(Reading text)

BACKGROUND: Magnitude-squared coherence (MSCOH) is an electroencephalography (EEG) measure of functional connectivity. MSCOH has been widely applied to investigate pathological changes in patients with Alzheimer's disease (AD). However, significant heterogeneity exists between the studies using MSOCH.
OBJECTIVE: We systematically reviewed the literature on MSCOH changes in AD as compared to healthy controls to investigate the clinical utility of MSCOH as a marker of AD.
METHODS: We searched PubMed, Embase, and Scopus to identify studies reporting EEG MSCOH used in patients with AD. The identified studies were independently screened by two researchers and the data was extracted, which included cognitive scores, preprocessing steps, and changes in MSCOH across frequency bands.

(End Reading text)

Your tasks:
**a)** Duplicate the part of the abstract on EEG coherence in Alzheimer's disease starting at "BACKGROUND: Magnitude-squared coherence" and ending at "studies using MSOCH.".
**b)** Answer these questions about the abstract on EEG coherence in Alzheimer's disease:
(i) What does MSCOH measure?
(ii) Which databases were searched?
(iii) How many researchers independently screened the identified studies?
**c)** Resume the abstract on EEG coherence in Alzheimer's disease after its last sentence.
The rows after the abstract are separate material.

(Given information)

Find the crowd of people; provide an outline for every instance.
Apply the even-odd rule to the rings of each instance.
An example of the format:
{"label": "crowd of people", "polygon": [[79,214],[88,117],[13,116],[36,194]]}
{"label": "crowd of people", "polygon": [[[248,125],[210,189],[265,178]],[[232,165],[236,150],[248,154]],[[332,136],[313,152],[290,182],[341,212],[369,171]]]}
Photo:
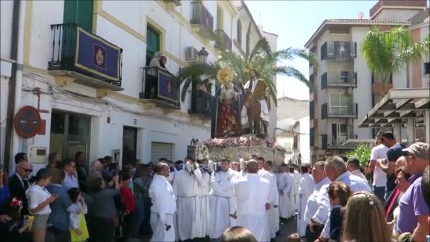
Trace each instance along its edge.
{"label": "crowd of people", "polygon": [[48,160],[35,176],[24,153],[16,155],[10,177],[0,167],[2,239],[269,241],[294,217],[297,234],[288,241],[422,241],[429,235],[429,144],[403,147],[388,132],[378,133],[364,169],[370,180],[359,160],[344,156],[300,168],[255,155],[245,166],[223,159],[216,168],[207,160],[161,159],[121,170],[105,156],[90,171],[82,152]]}

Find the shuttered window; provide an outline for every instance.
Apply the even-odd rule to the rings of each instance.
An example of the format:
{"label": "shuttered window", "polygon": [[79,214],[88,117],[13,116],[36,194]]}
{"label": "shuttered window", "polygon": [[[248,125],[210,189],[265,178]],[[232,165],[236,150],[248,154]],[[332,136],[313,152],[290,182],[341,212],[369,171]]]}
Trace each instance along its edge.
{"label": "shuttered window", "polygon": [[158,162],[160,158],[173,159],[173,144],[152,142],[151,146],[151,161]]}

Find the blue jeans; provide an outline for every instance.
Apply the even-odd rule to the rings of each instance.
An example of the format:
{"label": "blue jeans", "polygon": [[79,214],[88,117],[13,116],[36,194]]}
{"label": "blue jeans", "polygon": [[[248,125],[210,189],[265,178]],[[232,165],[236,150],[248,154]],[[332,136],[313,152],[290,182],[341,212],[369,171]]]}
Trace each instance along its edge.
{"label": "blue jeans", "polygon": [[385,195],[385,187],[373,186],[373,193],[378,198],[379,198],[380,202],[382,202],[383,204],[385,201],[384,199],[384,196]]}

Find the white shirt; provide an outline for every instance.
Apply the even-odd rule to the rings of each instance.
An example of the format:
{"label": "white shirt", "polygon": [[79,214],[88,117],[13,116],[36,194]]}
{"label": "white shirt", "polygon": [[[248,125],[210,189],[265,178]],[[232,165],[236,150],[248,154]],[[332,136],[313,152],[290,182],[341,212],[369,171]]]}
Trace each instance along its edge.
{"label": "white shirt", "polygon": [[[372,148],[371,154],[371,161],[377,161],[380,159],[387,158],[388,147],[380,144]],[[385,187],[387,184],[387,174],[379,166],[375,166],[373,171],[373,183],[376,187]]]}
{"label": "white shirt", "polygon": [[226,171],[213,172],[212,175],[211,175],[212,189],[210,195],[223,197],[233,197],[234,195],[233,180],[237,178],[239,178],[238,173],[231,168],[228,168]]}
{"label": "white shirt", "polygon": [[202,182],[202,172],[198,167],[192,173],[183,168],[175,173],[173,191],[178,198],[195,197],[199,195],[199,186]]}
{"label": "white shirt", "polygon": [[328,219],[330,201],[327,194],[327,188],[330,185],[330,180],[325,178],[315,185],[313,192],[308,199],[305,209],[305,221],[310,224],[310,219],[320,224],[325,224]]}
{"label": "white shirt", "polygon": [[[28,200],[28,212],[33,214],[31,210],[35,209],[40,204],[46,201],[46,200],[51,196],[51,193],[45,188],[42,188],[38,185],[35,184],[27,190],[25,196],[27,196],[27,200]],[[50,213],[51,208],[50,204],[47,204],[35,214],[49,215]]]}
{"label": "white shirt", "polygon": [[352,171],[351,172],[351,174],[352,174],[355,176],[358,176],[359,178],[364,180],[364,181],[367,183],[367,179],[366,178],[366,176],[364,176],[364,175],[363,175],[361,171],[360,171],[360,170],[356,169],[356,170]]}
{"label": "white shirt", "polygon": [[265,215],[266,203],[270,203],[270,182],[257,174],[248,173],[234,183],[238,214]]}
{"label": "white shirt", "polygon": [[176,212],[176,197],[172,185],[165,177],[156,174],[149,186],[149,194],[152,202],[151,211],[158,214],[160,220],[165,224],[165,215],[173,215]]}
{"label": "white shirt", "polygon": [[[358,176],[351,174],[349,171],[344,172],[343,174],[340,175],[337,178],[336,178],[335,180],[345,183],[346,185],[349,187],[349,189],[352,193],[357,192],[371,192],[371,188],[368,186],[368,185],[367,185],[366,182]],[[327,195],[328,196],[328,193]],[[330,238],[330,219],[327,219],[324,229],[321,232],[321,236],[326,238]]]}

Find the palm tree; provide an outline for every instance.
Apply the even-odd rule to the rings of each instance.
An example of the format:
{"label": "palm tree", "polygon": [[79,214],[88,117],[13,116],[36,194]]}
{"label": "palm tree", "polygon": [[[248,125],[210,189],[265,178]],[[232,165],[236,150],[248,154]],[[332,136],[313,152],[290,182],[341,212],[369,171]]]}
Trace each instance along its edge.
{"label": "palm tree", "polygon": [[[250,24],[246,36],[249,42]],[[185,81],[181,92],[181,99],[183,101],[187,93],[187,89],[192,81],[202,81],[207,79],[216,79],[218,70],[223,67],[232,69],[234,78],[232,82],[237,85],[243,80],[249,79],[249,69],[255,68],[260,74],[260,79],[266,82],[268,92],[272,99],[277,105],[277,89],[271,81],[273,76],[281,74],[286,76],[295,77],[306,84],[310,83],[308,79],[300,71],[294,67],[281,64],[282,61],[292,60],[296,57],[306,59],[310,62],[314,61],[314,57],[306,49],[289,47],[277,52],[272,52],[269,42],[265,38],[262,38],[255,44],[252,50],[247,46],[245,56],[239,56],[233,52],[228,51],[223,47],[222,42],[214,37],[215,41],[221,47],[220,58],[216,62],[207,64],[195,63],[183,69],[179,78]],[[218,81],[218,80],[216,80]]]}
{"label": "palm tree", "polygon": [[412,60],[429,54],[430,38],[414,43],[410,33],[403,27],[388,31],[375,28],[364,37],[361,48],[368,68],[380,75],[383,83],[388,83],[392,74],[407,67]]}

(End Given information)

Responses for each task:
**a)**
BACKGROUND: Magnitude-squared coherence (MSCOH) is an electroencephalography (EEG) measure of functional connectivity. MSCOH has been widely applied to investigate pathological changes in patients with Alzheimer's disease (AD). However, significant heterogeneity exists between the studies using MSOCH.

**b)**
(i) Functional connectivity.
(ii) PubMed, Embase, and Scopus.
(iii) Two.

**c)**
RESULTS: A total of 35 studies investigating changes in MSCOH in patients with AD were included in the review. Alpha coherence was significantly decreased in patients with AD in 24 out of 34 studies. Differences in other frequency bands were less consistent. Some studies showed that MSCOH may serve as a diagnostic marker of AD.
CONCLUSION: Reduced alpha MSCOH is present in patients with AD and MSCOH may serve as a diagnostic marker. However, studies validating MSCOH as a diagnostic marker are needed.